##### Record list #####

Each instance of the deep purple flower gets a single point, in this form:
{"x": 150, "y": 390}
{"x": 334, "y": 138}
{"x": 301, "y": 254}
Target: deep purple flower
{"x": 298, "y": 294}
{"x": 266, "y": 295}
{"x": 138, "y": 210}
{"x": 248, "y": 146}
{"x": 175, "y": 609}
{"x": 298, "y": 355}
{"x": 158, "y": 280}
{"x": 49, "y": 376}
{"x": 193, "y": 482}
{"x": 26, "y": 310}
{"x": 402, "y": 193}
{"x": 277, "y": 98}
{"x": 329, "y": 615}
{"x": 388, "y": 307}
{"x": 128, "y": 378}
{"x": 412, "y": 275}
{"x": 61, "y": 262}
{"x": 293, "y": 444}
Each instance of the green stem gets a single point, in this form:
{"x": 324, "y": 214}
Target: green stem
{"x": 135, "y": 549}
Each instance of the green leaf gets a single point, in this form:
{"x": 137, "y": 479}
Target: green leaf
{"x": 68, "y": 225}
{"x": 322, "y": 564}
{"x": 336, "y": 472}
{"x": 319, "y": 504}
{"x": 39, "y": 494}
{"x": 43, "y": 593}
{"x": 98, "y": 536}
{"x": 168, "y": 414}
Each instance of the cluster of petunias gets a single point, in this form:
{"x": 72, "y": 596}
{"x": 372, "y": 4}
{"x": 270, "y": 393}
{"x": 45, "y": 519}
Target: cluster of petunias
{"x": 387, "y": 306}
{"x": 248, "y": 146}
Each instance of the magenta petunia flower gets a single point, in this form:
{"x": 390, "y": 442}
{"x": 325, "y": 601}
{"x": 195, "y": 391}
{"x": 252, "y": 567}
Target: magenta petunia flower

#####

> _Exercise brief_: Find the line containing "Each instance of the green stem", then output it and every line after it to the end of the data, exactly.

> _Result for this task_:
Each instance of the green stem gets a single point, in this form:
{"x": 324, "y": 214}
Target: green stem
{"x": 135, "y": 549}
Each instance of the green leaf gets a single point, in this form:
{"x": 137, "y": 479}
Target: green leaf
{"x": 68, "y": 225}
{"x": 322, "y": 564}
{"x": 336, "y": 472}
{"x": 319, "y": 504}
{"x": 39, "y": 494}
{"x": 43, "y": 593}
{"x": 98, "y": 536}
{"x": 168, "y": 414}
Each instance of the cluster of petunias gets a single point, in this form:
{"x": 72, "y": 596}
{"x": 372, "y": 4}
{"x": 270, "y": 393}
{"x": 45, "y": 519}
Target: cluster of petunias
{"x": 387, "y": 306}
{"x": 248, "y": 146}
Each instance of the magenta petunia flower gets a single point, in this form:
{"x": 390, "y": 442}
{"x": 325, "y": 601}
{"x": 195, "y": 391}
{"x": 252, "y": 567}
Target: magenta petunia flower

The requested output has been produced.